Passage given start

American college football season

The 1983 Georgia Tech Yellow Jackets football team represented the Georgia Institute of Technology during the 1983 NCAA Division I-A football season. The Yellow Jackets were led by fourth-year head coach Bill Curry, and played their home games at Grant Field in Atlanta. In their first year as full members of the Atlantic Coast Conference, the team finished in third with a final record of 3–8 (3–2 ACC).

==Schedule==

A.Clemson was under NCAA probation, and was ineligible for the ACC title. Therefore this game did not count in the league standings.

Passage given end
Raw records start

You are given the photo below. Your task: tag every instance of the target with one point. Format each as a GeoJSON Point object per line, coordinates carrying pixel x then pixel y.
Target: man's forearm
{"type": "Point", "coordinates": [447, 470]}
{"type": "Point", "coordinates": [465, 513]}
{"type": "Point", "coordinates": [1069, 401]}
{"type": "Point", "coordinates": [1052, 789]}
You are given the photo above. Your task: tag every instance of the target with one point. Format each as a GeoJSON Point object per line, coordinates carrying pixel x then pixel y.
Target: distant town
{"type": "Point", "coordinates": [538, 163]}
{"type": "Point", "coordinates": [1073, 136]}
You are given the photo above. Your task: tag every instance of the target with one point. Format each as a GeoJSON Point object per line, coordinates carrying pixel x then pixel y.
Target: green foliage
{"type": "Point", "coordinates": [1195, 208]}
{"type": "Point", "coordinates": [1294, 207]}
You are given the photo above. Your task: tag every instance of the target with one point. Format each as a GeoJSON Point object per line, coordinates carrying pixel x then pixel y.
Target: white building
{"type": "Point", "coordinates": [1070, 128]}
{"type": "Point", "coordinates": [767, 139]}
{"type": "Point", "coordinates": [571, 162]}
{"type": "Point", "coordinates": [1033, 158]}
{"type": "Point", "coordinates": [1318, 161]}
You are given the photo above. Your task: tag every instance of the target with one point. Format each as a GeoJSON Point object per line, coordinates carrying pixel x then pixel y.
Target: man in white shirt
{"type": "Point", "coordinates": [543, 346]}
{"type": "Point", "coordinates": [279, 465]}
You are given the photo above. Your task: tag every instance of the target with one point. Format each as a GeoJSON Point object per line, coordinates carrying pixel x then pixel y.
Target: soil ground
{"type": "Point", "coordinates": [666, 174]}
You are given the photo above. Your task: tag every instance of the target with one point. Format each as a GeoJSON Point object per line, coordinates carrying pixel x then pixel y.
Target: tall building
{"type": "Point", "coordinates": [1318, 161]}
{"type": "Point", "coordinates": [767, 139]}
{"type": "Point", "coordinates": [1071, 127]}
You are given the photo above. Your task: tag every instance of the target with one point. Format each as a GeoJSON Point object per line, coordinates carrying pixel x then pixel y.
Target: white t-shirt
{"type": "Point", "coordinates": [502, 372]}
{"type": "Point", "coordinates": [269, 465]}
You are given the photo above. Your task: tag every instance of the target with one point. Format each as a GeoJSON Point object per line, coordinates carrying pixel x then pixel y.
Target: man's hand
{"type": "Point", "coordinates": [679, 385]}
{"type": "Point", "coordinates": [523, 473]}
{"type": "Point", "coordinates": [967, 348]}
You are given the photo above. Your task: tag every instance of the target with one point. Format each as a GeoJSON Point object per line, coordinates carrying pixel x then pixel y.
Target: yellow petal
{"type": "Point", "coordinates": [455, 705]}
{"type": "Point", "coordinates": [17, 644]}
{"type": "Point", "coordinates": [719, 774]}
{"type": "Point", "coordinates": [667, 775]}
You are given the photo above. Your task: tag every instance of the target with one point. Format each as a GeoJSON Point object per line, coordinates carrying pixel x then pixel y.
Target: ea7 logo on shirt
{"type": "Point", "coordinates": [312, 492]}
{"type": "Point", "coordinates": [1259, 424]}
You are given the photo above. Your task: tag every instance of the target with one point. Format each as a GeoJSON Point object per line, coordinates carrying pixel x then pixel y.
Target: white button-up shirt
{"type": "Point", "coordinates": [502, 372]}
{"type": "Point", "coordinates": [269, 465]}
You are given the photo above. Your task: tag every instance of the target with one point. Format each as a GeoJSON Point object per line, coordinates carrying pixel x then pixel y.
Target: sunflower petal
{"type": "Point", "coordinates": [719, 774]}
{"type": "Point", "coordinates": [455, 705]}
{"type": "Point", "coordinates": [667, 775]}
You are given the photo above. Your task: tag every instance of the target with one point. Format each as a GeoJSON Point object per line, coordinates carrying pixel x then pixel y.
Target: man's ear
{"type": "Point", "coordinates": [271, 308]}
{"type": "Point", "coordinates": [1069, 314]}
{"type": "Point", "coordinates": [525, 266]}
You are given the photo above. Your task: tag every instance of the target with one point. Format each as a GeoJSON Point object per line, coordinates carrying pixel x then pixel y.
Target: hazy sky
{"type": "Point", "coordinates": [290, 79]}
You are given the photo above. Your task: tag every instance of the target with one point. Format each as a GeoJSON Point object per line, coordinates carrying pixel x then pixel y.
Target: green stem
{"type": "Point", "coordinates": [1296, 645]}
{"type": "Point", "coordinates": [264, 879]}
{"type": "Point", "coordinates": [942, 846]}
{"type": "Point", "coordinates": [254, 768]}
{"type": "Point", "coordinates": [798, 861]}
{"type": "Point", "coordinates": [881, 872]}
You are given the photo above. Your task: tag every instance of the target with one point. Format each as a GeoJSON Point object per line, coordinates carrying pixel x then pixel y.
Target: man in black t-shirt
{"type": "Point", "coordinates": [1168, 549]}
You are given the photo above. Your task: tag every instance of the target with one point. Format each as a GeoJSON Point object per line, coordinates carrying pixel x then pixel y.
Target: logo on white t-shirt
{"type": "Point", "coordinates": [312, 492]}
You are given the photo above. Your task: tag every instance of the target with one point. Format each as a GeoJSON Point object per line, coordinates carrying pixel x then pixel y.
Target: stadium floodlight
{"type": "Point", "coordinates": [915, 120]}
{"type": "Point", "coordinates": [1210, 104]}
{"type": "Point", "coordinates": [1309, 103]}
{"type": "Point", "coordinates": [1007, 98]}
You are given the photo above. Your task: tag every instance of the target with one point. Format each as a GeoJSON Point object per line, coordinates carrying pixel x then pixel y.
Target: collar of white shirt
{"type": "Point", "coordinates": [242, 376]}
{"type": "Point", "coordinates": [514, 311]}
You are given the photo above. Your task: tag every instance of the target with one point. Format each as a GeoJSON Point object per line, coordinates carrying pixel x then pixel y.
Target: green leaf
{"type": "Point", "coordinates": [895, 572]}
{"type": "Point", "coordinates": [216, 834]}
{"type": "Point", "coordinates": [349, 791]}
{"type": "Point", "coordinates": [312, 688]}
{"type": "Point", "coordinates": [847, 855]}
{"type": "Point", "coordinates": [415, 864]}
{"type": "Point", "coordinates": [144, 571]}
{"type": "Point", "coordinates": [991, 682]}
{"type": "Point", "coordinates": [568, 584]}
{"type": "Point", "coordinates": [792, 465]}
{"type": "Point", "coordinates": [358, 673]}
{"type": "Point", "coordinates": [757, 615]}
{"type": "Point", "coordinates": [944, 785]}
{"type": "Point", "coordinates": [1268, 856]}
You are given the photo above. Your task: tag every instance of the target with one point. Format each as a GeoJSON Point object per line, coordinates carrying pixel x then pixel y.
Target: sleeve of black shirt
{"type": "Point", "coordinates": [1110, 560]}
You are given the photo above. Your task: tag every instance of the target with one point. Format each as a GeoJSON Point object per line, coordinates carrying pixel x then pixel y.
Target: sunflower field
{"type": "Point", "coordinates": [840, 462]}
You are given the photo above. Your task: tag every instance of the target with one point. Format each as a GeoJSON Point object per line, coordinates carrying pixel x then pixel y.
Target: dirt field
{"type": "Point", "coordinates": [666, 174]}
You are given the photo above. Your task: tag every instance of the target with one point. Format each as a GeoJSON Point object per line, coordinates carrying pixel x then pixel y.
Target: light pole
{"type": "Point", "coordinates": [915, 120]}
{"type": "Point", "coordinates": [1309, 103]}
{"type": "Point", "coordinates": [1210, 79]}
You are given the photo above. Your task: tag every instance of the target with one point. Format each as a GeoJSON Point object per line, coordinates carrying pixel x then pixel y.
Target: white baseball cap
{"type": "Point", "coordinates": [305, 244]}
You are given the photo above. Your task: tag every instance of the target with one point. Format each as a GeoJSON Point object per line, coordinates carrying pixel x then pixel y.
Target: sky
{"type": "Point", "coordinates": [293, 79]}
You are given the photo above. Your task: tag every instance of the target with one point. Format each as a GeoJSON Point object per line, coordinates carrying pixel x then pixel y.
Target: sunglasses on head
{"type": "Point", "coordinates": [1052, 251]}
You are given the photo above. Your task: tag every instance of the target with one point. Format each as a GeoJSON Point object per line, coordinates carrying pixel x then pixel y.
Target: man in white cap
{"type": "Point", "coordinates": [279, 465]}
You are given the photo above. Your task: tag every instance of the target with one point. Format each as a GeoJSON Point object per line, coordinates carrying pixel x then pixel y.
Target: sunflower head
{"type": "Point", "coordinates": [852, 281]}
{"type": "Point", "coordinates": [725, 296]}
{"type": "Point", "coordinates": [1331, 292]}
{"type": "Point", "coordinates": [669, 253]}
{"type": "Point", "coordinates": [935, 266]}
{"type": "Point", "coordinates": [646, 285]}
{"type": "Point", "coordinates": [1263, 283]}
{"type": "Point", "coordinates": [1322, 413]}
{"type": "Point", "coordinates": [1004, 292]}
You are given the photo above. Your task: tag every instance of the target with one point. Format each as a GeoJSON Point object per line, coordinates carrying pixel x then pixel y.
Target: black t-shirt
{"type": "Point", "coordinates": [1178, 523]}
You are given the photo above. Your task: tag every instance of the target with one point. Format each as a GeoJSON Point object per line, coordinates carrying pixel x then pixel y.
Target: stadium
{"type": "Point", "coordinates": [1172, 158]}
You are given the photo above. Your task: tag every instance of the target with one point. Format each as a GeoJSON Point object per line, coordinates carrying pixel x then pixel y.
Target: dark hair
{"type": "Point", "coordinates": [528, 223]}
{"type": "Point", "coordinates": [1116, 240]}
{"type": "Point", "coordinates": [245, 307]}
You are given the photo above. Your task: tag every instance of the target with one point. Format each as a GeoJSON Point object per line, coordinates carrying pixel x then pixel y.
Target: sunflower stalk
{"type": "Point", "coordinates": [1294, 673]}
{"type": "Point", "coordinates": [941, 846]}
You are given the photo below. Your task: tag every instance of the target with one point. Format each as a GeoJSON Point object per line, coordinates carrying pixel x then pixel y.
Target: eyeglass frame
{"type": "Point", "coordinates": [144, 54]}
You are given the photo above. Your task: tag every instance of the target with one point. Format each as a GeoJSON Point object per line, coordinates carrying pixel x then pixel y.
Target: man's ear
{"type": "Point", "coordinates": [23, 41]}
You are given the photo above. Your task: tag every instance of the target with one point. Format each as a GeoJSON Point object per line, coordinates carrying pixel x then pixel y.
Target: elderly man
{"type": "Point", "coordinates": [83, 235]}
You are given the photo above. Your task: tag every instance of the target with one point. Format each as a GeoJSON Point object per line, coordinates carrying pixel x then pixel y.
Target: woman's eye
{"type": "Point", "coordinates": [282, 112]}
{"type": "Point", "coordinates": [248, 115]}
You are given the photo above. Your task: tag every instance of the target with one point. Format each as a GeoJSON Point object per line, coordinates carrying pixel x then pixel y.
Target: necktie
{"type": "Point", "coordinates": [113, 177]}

Raw records end

Written instruction
In the passage on the 1983 Georgia Tech football team, where did the Yellow Jackets play their home games?

The solution
Grant Field in Atlanta